ACTIVITY:
Will you quote all of the entries, word for word?

MATERIAL PROVIDED:
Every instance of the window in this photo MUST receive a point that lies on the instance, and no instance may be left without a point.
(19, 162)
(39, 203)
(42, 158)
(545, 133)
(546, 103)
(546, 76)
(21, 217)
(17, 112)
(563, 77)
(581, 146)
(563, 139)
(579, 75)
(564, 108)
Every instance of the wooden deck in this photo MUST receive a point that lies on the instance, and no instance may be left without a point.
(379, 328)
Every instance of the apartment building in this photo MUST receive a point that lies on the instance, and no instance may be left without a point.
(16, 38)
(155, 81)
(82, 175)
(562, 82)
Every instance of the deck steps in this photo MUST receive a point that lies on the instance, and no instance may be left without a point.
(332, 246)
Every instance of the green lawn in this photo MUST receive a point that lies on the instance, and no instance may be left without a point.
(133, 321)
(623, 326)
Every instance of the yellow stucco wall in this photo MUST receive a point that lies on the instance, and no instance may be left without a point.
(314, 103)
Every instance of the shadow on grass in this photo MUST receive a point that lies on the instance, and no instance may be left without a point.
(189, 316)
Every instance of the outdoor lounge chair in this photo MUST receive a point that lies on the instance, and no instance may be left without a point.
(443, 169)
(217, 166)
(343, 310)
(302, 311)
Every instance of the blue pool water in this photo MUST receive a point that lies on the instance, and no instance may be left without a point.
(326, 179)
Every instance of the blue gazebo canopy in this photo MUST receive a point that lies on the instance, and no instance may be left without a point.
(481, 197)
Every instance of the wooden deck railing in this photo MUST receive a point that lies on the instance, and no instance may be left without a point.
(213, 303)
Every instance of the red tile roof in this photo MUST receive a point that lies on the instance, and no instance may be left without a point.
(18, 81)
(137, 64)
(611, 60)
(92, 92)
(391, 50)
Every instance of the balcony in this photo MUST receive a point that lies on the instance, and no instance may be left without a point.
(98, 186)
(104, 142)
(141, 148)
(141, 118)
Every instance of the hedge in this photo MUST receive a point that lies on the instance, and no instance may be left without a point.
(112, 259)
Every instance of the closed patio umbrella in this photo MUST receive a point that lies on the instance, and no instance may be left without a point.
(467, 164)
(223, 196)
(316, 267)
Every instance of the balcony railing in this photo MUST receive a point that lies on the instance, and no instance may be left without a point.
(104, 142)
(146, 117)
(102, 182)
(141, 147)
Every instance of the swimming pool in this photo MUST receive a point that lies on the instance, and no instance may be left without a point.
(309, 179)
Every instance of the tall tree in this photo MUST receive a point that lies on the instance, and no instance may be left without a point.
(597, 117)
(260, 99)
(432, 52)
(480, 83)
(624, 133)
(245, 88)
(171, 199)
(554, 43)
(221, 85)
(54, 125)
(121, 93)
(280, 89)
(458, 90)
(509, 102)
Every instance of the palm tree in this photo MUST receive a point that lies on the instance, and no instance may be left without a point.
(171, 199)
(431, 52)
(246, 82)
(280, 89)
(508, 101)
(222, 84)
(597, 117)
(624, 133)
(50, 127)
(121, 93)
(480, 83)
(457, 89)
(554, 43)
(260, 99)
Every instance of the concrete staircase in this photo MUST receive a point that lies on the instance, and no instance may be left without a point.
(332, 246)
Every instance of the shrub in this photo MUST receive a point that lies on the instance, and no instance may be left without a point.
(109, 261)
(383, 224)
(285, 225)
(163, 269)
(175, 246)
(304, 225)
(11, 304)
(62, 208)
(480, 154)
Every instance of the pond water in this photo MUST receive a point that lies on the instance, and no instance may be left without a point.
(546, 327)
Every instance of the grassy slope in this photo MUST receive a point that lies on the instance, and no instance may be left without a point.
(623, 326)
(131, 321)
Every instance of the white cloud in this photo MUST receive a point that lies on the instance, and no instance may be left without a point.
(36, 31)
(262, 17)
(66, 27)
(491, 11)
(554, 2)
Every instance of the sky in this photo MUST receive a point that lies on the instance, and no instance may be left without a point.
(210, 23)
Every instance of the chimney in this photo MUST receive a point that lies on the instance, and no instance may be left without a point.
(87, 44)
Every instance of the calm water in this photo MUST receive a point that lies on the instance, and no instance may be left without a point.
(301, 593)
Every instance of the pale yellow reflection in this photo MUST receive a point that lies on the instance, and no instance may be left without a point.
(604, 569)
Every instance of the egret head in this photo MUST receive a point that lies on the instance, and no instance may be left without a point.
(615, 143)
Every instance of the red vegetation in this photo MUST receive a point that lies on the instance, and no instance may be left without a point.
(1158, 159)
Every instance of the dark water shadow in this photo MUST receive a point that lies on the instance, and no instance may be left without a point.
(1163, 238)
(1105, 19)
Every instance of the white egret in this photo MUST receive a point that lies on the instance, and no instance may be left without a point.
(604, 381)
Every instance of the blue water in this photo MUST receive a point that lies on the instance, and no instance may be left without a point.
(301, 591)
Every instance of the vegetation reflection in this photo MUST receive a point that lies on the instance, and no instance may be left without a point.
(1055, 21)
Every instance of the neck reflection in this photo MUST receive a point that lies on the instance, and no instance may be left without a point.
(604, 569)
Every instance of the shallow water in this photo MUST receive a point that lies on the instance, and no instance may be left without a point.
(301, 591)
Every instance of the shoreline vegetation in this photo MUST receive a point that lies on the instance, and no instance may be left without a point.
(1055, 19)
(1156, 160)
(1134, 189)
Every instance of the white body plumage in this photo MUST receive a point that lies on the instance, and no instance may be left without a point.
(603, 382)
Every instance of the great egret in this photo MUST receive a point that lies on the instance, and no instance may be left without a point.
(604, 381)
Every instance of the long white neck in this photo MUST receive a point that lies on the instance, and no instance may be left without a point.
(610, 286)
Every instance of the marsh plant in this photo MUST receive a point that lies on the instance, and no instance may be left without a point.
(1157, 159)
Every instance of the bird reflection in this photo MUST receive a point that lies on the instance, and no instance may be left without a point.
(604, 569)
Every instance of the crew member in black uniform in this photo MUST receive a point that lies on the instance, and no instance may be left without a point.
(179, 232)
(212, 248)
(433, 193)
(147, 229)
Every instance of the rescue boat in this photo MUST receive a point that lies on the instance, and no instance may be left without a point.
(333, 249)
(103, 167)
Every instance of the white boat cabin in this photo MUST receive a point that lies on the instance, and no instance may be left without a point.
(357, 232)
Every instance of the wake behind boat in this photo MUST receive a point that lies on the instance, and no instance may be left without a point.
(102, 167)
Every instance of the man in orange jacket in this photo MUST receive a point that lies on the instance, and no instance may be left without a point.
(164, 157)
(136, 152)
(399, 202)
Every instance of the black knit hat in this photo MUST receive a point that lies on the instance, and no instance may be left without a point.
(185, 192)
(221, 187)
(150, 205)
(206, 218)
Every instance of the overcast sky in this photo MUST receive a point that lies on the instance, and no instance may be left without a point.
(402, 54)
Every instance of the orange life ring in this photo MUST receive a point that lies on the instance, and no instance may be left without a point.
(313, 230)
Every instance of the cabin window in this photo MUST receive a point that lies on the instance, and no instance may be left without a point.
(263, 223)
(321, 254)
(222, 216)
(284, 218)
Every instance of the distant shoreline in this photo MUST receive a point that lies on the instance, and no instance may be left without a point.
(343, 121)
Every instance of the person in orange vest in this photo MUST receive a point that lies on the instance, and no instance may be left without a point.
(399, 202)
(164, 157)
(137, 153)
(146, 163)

ANSWER:
Every instance of the window in this photo MUST receive a point that lies on the instance, and no instance may be left without a point.
(19, 162)
(39, 203)
(42, 158)
(545, 133)
(546, 103)
(546, 76)
(21, 217)
(17, 112)
(563, 77)
(581, 146)
(563, 139)
(579, 75)
(564, 108)
Every instance of the wooden deck in this photo MUST receive a point that lies on the instance, and no instance may be left without a point.
(379, 328)
Every instance of the apartment building in this photo MUST receive a point that lies on the instance, and no instance may be left without a point.
(16, 38)
(155, 81)
(82, 175)
(562, 82)
Every instance of the deck steps in this photo MUST receive a point that lies on the instance, and no instance may be left without a point.
(332, 246)
Every instance of the green lawn in this photo MUST receive a point that lies on the instance, and no instance may be left without a point.
(133, 321)
(623, 326)
Every instance of the yellow stucco wall in this photo MUST receive a point that lies on the instance, and no instance may be left without a point.
(314, 103)
Every instance of the shadow on grass in this photo MUST receive a point that lies on the instance, and no instance may be left without a point.
(189, 316)
Every instance of the outdoor lounge chair in this photo MUST receive a point that lies on the instance, and no instance may be left without a point.
(443, 169)
(217, 166)
(343, 310)
(302, 311)
Every instance of the blue pool water in this photo MUST receive a point that lies on the instance, and no instance may be left without a point.
(326, 179)
Every instance of the blue gazebo canopy in this photo MUST receive a point that lies on the instance, and no instance may be left without a point.
(481, 197)
Every instance of the wooden deck railing in this photo MUST receive a point that lies on the instance, and no instance may be left without a point.
(213, 303)
Every instance of the red tile roof in this photo MUST receive a point that lies on the instance, and no instance may be left without a point.
(18, 81)
(137, 64)
(611, 60)
(92, 92)
(391, 50)
Every instance of the balcony in this photo MUST receive a point that lies on the instance, and no instance may be left without a point.
(98, 186)
(104, 142)
(141, 148)
(141, 118)
Every instance of the hedge in this photo MUST receive a point that lies on the instance, and no instance may be left without a point.
(112, 259)
Every instance of the closed patio umbrella in this photo MUST receive a point that lies on the instance, and no instance may be left without a point.
(467, 164)
(223, 196)
(316, 267)
Every instance of the balcony railing in this photo MUST receive a point that lies on the instance, and no instance may be left without a point.
(104, 142)
(146, 117)
(102, 182)
(141, 147)
Every instance of the swimming pool in this photo MUST receive a point that lies on the instance, and no instance may be left without a point.
(309, 179)
Every instance of the tall tree in this photo MUST receive a point that lies on the instance, and no instance may be left without a point.
(597, 117)
(260, 99)
(432, 52)
(480, 83)
(624, 133)
(245, 88)
(171, 199)
(554, 43)
(221, 85)
(54, 125)
(121, 93)
(280, 89)
(458, 90)
(509, 102)
Every instance of the palm tree in this photo MUST receive a point that lies on the instance, and no instance may be left without a point.
(171, 199)
(431, 52)
(246, 82)
(280, 89)
(508, 101)
(222, 84)
(597, 117)
(624, 133)
(50, 127)
(121, 93)
(480, 83)
(457, 89)
(554, 43)
(260, 99)
Every instance of the concrete staircase in this photo MUST receive a point that lies on the instance, and no instance may be left without a point.
(332, 246)
Every instance of the shrub in this photo MUST receive a point that lies on the instance, and no instance may be left without a point.
(109, 261)
(383, 224)
(285, 225)
(163, 269)
(175, 246)
(304, 225)
(11, 304)
(62, 208)
(480, 154)
Every instance of the pond water in this photo MUST receive a point that lies on the instance, and no instance may be left without a point.
(546, 327)
Every instance of the grassy slope in this photo MUST receive a point that lies on the instance, and no instance may be left without a point.
(623, 326)
(131, 321)
Every instance of the white cloud in this photo MUST receive a point that lies on the instance, and no instance may be left without a point.
(36, 31)
(262, 17)
(66, 27)
(491, 11)
(554, 2)
Every instance of the sky in this photo MUST receive a point that lies on the instance, and no instance may be left without a point.
(210, 23)
Every instance of the chimney in this photo MUST receive a point that lies on the instance, and no instance may be left without a point.
(87, 44)
Every instance of the calm water in this photo MUST receive a point that lies on the instance, and no instance may be left without a point.
(301, 593)
Every instance of the pale yellow reflection in this photo MUST receive a point that lies on the instance, and no instance may be left without a point.
(604, 569)
Every instance of the egret head in this photo MUST receive a point that lies on the instance, and no instance may be left without a point.
(615, 143)
Every instance of the red vegetation in this photo MUST receive a point that lies on the instance, and no instance may be left without a point.
(1158, 159)
Every instance of the dark water shadow in this photo MUST receive a point that lies on the instance, and no instance may be left without a point.
(1163, 238)
(1105, 19)
Every instance of the white egret in this photo MUST receive a point that lies on the instance, and no instance may be left without a point.
(604, 381)
Every instance of the blue water in this photo MUST receive a point that lies on the instance, and no instance may be left without a point.
(301, 591)
Every instance of the vegetation reflection in this photo MUST receive a point that lies on the instance, and no instance may be left without a point.
(1055, 21)
Every instance of the neck reflection in this photo MUST receive a point that lies on the instance, and no instance may be left without a point.
(604, 569)
Every instance of the shallow water in this photo MUST receive a point that lies on the instance, and no instance may be left without a point.
(301, 591)
Every instance of the shoreline vegetation in this photo MUST receive a point that lies on the instance, and no instance may be left without a point.
(1055, 19)
(1156, 160)
(1134, 189)
Every instance of the white body plumage in this photo MUST receive a point that lies on the instance, and no instance may be left without a point.
(603, 382)
Every instance of the great egret in this photo MUST receive a point that lies on the instance, and no instance may be left without a point.
(604, 381)
Every instance of the long white neck in this photo MUST receive a point that lies on the instance, and no instance may be left without a point.
(610, 286)
Every instance of the marsh plant in this photo MUST receive a point that lies on the instance, and no instance may be left without a point.
(1157, 159)
Every instance of the bird reflection in this photo MUST receive a point that lies on the instance, and no instance may be left without a point.
(604, 569)
Every instance of the crew member in black uniform in this photo MUST receive a point that lies on the instance, and no instance may be left without a point.
(179, 232)
(212, 248)
(433, 193)
(147, 229)
Every instance of the rescue boat in this photo MUST receive a point that lies on the instance, and no instance may be left without a point.
(333, 249)
(103, 167)
Every instance of the white boat cabin in this photo MUST receive a point that lies on the instance, and no instance may be left without a point.
(357, 232)
Every instance of the wake behind boat in this photo MUST receive a point that lies on the instance, and no instance may be left without a point.
(102, 167)
Every instance of the man in orange jacket in this photo MUST receive a point that lies on the instance, and no instance may be left without a point.
(164, 157)
(136, 152)
(399, 202)
Every instance of the black knit hat in this photo MUST receive a point that lies on the instance, and no instance may be left without a point.
(185, 192)
(221, 187)
(150, 205)
(206, 218)
Every instance of the overcast sky in this photo MUST receive a point that lies on the instance, and no instance may be left without a point.
(402, 54)
Every instance of the orange life ring in this photo MUST receive a point that lies on the instance, and no instance may be left without a point.
(313, 230)
Every instance of the cabin window in this photo MUST receive a point that lies on the instance, and no instance may be left without a point.
(263, 223)
(321, 254)
(222, 216)
(284, 218)
Every instance of the distant shoreline in this photo MUST receive a point that lies on the instance, and no instance may be left without a point.
(343, 121)
Every instance of the person in orange vest in this photo MUST receive a point that lies on the instance, and no instance may be left without a point.
(399, 202)
(164, 157)
(137, 153)
(146, 163)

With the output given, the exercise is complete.